Text block.

Here’s how it works.
Authorization Code Flow
- In the standard OAuth 2.0 authorization code flow, a client application requests an authorization code from the authorization server.
- The authorization code is then exchanged for an access token.
- However, this flow is vulnerable to interception attacks, especially in mobile or single-page applications.
PKCE to the Rescue
- PKCE introduces an additional step before exchanging the authorization code for an access token.
- The client generates a random code verifier and computes its hashed value (the code challenge).
- The code verifier is sent to the authorization server during the initial authorization request.
- The server stores the code challenge associated with the authorization code.
- When the client exchanges the authorization code for an access token, it must also send the original code verifier.
- The server verifies that the code verifier matches the stored code challenge.
Why Is PKCE Important?
- PKCE prevents attackers from intercepting the authorization code and using it to obtain an access token.
- Even if an attacker captures the authorization code, they won’t have the corresponding code verifier.
- This makes it much harder to perform token theft.
Usage
- PKCE is recommended for all public clients (e.g., mobile apps, single-page apps) that use the authorization code flow.
- Confidential clients (e.g., server-side applications) can also use PKCE for added security.
Remember, PKCE is like a secret handshake between your app and the authorization server, ensuring that only the intended recipient can complete the authorization process.

Point labeling examples
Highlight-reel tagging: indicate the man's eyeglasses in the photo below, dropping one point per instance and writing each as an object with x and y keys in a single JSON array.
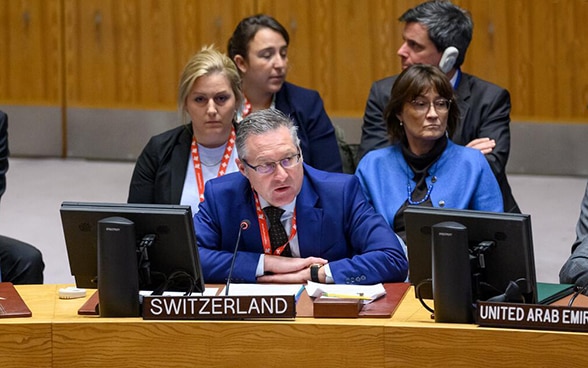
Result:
[
  {"x": 423, "y": 105},
  {"x": 270, "y": 167}
]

Problem A. Reproduce the PKCE text above word for word, from its first line to its last.
Problem B. How many lines of the entries above contain the word "below"? Reply with the number alone.

Response A.
Here’s how it works.
Authorization Code Flow
- In the standard OAuth 2.0 authorization code flow, a client application requests an authorization code from the authorization server.
- The authorization code is then exchanged for an access token.
- However, this flow is vulnerable to interception attacks, especially in mobile or single-page applications.
PKCE to the Rescue
- PKCE introduces an additional step before exchanging the authorization code for an access token.
- The client generates a random code verifier and computes its hashed value (the code challenge).
- The code verifier is sent to the authorization server during the initial authorization request.
- The server stores the code challenge associated with the authorization code.
- When the client exchanges the authorization code for an access token, it must also send the original code verifier.
- The server verifies that the code verifier matches the stored code challenge.
Why Is PKCE Important?
- PKCE prevents attackers from intercepting the authorization code and using it to obtain an access token.
- Even if an attacker captures the authorization code, they won’t have the corresponding code verifier.
- This makes it much harder to perform token theft.
Usage
- PKCE is recommended for all public clients (e.g., mobile apps, single-page apps) that use the authorization code flow.
- Confidential clients (e.g., server-side applications) can also use PKCE for added security.
Remember, PKCE is like a secret handshake between your app and the authorization server, ensuring that only the intended recipient can complete the authorization process.

Response B. 1